─── Information given ───

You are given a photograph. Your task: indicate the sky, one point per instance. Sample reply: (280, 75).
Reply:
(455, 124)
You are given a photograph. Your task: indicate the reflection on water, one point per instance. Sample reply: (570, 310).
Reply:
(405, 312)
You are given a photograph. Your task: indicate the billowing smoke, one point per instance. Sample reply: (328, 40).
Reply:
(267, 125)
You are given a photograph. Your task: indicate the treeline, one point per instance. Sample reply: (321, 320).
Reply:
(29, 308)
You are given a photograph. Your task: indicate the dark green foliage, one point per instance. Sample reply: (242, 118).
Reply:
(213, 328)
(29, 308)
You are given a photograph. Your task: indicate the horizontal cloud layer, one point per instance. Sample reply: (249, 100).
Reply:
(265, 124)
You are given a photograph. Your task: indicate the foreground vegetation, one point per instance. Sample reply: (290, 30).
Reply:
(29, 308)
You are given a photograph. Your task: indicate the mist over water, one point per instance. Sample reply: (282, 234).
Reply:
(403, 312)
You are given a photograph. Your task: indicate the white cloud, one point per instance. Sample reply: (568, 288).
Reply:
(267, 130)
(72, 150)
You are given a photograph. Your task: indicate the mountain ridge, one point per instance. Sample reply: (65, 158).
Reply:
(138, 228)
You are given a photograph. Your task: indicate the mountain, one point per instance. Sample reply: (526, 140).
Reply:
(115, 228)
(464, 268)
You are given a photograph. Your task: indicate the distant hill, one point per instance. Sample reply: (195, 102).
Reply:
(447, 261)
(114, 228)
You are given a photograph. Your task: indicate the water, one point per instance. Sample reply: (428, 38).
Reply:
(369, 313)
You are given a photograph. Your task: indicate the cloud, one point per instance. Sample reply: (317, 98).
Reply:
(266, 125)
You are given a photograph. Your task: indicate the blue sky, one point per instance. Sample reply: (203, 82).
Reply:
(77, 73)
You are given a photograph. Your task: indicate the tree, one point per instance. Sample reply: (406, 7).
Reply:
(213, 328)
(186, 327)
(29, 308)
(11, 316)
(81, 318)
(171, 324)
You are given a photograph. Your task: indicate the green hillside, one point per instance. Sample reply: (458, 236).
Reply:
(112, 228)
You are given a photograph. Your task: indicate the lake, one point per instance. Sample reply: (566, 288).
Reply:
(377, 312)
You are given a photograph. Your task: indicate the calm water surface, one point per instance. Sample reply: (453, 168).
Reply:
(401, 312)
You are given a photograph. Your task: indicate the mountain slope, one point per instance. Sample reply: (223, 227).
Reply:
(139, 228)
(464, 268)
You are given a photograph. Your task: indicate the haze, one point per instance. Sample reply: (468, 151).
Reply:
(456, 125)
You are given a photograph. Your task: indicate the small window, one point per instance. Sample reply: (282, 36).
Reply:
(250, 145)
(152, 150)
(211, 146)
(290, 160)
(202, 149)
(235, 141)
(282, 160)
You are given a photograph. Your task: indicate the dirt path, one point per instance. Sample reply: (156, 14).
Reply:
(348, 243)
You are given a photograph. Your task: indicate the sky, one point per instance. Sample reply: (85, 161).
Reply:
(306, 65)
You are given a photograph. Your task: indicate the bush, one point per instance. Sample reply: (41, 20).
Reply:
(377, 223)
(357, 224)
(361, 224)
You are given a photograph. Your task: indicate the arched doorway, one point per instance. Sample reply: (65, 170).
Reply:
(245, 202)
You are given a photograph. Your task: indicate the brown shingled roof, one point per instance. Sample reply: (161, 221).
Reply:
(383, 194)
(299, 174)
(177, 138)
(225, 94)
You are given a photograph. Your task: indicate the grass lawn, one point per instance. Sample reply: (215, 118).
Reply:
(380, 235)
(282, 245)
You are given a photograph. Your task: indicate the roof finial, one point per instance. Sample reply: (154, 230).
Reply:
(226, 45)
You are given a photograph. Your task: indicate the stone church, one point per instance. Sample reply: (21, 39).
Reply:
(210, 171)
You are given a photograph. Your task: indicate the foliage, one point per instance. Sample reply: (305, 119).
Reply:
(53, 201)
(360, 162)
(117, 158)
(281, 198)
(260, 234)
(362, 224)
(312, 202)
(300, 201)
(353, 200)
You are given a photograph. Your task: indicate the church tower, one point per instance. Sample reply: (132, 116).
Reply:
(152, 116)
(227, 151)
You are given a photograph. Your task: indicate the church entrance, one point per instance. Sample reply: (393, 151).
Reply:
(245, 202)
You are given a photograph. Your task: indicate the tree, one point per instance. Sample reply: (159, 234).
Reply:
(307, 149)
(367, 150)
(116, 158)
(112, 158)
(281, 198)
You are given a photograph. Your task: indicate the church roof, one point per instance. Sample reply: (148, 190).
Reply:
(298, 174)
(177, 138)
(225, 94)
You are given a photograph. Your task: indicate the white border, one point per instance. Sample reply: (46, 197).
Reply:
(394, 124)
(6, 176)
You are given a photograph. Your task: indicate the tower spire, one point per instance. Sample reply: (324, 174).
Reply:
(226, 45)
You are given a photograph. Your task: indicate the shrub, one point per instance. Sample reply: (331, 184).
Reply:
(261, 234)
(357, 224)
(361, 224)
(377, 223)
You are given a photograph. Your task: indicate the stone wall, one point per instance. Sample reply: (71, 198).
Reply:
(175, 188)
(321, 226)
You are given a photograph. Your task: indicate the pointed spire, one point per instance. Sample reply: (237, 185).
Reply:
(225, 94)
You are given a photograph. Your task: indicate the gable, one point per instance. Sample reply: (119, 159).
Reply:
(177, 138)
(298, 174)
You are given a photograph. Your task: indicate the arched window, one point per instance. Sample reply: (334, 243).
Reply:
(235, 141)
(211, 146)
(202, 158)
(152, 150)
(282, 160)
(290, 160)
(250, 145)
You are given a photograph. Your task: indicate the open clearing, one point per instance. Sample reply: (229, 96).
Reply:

───

Problem
From the data above, copy each line where the string "window" appears.

Finished task
You are given a photograph. Your task: indicate the small window, one point per instance. Sample reply: (282, 36).
You are given a photograph. Your task: indicate the arched window, one point per instance. Sample reply: (334, 243).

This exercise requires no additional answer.